== Given records
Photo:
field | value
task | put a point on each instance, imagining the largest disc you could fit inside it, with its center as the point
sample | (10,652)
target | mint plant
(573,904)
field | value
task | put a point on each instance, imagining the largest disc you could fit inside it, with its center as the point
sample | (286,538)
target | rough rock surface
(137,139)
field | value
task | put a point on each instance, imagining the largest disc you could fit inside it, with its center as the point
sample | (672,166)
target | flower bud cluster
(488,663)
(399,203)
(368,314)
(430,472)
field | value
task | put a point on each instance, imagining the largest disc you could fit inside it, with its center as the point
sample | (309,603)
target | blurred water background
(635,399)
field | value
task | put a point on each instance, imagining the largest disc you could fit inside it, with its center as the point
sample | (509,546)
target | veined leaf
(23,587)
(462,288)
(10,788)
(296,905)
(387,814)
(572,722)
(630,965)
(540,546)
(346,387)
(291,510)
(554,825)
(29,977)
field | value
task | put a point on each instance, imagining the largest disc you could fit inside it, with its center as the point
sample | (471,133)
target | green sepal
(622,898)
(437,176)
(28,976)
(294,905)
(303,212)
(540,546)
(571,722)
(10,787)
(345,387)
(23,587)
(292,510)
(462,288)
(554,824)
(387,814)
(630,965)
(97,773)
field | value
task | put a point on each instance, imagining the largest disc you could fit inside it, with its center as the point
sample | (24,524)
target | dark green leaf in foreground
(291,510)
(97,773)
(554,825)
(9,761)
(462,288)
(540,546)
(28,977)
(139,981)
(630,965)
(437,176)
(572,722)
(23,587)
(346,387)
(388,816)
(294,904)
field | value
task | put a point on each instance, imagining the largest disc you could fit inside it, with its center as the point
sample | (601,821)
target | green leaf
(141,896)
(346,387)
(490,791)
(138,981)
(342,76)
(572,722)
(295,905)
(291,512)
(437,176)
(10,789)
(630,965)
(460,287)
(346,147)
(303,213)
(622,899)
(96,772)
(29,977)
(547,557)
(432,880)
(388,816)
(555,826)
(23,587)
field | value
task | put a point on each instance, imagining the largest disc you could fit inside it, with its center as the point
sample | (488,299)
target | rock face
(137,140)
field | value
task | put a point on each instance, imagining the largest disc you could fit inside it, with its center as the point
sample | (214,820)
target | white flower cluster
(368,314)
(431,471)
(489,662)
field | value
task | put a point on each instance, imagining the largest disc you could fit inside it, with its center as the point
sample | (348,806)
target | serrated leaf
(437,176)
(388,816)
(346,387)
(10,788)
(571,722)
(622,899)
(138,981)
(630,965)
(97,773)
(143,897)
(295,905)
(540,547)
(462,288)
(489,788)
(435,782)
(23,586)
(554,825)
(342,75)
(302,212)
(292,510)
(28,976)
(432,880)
====
* [Written instruction] Show every line from the items above that contains the word "rock".

* [Final result]
target | rough rock surface
target | rock face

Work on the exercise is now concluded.